> **Work item**:
Beneath this task are records; count the lines among them that contain the word "deer" and answer with the number only.

☆ ☆ ☆ ☆ ☆

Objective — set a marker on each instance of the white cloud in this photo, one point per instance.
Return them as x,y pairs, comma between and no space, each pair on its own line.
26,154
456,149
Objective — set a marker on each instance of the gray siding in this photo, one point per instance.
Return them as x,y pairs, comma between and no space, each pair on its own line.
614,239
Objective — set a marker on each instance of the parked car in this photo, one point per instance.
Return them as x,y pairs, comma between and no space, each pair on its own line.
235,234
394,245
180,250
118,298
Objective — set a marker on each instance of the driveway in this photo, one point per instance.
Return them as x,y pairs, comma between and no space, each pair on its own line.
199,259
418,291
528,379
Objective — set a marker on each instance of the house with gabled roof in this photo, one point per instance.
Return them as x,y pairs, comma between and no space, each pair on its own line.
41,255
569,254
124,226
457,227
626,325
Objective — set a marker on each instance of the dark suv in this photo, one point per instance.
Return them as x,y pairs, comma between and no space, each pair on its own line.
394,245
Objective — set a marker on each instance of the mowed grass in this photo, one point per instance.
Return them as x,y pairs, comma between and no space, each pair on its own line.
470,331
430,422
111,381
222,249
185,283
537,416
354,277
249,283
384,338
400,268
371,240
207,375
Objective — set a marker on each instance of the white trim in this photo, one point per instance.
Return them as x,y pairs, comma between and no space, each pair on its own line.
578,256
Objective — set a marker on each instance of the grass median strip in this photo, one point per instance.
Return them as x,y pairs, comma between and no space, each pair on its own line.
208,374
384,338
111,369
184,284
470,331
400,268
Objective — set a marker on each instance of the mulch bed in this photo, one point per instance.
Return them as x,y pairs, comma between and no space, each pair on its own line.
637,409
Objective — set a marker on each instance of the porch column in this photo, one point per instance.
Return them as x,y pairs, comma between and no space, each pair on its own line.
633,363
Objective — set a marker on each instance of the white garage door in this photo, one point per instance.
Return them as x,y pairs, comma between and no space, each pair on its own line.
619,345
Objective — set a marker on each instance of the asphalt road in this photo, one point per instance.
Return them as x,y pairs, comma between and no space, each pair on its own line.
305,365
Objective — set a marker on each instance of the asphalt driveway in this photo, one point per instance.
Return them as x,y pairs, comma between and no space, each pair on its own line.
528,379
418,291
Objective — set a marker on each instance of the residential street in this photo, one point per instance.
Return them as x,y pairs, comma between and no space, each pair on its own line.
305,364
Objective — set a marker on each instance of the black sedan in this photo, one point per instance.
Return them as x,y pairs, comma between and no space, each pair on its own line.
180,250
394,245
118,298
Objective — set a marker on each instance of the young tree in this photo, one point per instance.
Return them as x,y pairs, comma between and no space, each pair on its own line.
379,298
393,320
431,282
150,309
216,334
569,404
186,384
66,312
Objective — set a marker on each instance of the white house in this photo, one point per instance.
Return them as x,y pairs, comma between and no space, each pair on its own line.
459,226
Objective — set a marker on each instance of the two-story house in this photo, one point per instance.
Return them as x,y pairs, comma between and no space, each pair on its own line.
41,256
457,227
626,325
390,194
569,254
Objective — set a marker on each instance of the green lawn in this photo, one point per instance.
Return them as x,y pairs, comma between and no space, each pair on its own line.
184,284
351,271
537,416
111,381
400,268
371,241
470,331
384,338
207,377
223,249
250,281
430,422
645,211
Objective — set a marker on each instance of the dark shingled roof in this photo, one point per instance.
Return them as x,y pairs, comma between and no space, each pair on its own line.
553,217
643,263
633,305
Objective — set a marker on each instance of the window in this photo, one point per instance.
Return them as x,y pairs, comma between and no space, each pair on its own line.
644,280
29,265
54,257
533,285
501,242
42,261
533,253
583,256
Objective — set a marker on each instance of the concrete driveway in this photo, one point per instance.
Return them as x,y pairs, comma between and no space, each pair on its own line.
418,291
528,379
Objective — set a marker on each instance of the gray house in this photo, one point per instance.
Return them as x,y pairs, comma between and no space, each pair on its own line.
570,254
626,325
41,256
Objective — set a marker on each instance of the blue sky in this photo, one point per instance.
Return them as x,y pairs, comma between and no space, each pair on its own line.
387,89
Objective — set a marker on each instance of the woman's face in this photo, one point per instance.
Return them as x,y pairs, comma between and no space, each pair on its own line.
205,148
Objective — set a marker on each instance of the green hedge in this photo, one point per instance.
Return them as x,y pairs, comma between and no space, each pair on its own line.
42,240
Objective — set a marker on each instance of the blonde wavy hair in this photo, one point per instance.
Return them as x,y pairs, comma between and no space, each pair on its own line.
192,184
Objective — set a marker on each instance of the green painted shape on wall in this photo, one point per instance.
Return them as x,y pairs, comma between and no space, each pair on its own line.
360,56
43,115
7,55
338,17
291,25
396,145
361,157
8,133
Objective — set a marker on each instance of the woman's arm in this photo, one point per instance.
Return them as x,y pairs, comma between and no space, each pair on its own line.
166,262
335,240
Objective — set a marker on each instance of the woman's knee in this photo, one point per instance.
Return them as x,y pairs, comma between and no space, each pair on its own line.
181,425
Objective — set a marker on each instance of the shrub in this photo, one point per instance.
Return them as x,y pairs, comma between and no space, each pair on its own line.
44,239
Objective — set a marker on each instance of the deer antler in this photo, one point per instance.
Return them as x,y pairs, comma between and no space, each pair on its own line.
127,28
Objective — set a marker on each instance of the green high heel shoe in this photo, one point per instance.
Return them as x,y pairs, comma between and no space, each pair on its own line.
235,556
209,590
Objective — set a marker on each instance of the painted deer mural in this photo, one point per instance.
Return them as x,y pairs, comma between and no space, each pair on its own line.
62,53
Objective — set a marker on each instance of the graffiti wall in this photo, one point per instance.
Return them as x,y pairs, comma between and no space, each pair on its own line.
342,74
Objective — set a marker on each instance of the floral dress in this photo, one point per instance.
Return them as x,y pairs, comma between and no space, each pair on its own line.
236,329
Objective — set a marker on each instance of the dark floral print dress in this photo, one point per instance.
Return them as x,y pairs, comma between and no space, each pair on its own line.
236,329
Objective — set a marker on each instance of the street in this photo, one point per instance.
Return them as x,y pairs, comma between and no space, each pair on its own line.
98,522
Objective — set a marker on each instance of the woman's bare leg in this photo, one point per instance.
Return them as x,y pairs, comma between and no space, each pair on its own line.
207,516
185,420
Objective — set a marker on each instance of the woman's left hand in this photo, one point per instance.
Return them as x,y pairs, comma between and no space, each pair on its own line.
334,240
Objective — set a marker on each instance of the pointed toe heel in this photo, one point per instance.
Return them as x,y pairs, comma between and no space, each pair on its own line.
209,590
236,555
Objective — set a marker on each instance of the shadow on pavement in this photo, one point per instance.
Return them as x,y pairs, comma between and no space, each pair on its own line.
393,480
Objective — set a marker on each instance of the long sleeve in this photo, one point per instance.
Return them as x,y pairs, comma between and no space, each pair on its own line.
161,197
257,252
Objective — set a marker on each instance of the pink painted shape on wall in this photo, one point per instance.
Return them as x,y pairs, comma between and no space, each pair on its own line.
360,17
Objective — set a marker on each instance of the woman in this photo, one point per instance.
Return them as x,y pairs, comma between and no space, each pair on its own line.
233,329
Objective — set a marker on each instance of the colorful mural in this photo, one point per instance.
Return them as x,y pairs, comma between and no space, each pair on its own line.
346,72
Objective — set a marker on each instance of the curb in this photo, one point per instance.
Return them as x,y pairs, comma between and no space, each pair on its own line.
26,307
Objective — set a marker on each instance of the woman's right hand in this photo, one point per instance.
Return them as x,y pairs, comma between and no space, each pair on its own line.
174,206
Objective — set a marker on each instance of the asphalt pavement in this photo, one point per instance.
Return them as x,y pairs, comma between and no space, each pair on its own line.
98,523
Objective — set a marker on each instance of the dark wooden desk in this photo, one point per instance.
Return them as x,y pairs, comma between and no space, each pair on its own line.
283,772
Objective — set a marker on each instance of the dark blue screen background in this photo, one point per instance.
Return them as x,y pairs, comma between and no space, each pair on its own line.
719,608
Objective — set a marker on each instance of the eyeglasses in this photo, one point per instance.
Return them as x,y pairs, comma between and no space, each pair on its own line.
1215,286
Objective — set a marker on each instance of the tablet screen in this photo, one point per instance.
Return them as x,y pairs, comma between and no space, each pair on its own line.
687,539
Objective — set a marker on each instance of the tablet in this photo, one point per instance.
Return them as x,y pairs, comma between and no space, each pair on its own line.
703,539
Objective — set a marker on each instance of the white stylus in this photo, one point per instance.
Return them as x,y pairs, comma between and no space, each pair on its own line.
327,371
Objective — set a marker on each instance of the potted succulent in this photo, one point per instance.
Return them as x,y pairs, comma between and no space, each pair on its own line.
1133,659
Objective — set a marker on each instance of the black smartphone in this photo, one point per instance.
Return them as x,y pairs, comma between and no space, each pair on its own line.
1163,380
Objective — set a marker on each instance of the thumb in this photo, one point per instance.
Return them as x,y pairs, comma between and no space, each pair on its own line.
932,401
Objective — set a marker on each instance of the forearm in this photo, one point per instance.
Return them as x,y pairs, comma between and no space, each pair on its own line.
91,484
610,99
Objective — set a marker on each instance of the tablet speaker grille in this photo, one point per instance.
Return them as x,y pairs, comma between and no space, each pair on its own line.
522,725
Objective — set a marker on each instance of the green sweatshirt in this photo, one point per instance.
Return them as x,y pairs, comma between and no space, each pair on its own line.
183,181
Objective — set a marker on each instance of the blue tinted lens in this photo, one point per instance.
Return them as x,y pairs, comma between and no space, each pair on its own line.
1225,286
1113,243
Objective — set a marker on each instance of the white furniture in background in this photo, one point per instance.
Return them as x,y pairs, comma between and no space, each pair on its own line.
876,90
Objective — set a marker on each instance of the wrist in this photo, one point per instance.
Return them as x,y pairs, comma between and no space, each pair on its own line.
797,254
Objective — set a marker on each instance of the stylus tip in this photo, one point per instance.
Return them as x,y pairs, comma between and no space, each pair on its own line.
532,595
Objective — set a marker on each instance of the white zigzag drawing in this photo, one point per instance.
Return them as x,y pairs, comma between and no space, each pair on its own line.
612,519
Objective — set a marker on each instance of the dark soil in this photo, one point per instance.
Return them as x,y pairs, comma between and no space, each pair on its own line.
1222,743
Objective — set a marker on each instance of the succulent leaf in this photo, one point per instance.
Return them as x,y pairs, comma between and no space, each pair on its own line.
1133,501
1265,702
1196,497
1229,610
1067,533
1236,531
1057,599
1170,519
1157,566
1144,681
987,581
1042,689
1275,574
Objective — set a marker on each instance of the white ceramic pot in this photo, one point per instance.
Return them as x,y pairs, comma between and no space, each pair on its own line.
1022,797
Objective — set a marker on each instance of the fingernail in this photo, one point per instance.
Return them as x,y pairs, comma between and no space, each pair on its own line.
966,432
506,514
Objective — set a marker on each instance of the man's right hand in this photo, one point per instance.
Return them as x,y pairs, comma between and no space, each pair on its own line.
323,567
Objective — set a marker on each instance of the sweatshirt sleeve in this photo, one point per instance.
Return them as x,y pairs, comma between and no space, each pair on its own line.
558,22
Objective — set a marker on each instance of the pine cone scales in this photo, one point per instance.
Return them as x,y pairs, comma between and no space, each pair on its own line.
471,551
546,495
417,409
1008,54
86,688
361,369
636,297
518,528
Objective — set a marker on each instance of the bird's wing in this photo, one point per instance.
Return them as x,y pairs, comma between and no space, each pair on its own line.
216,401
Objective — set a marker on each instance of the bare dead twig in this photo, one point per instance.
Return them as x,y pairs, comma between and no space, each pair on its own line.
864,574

☆ ☆ ☆ ☆ ☆

> **Written response**:
2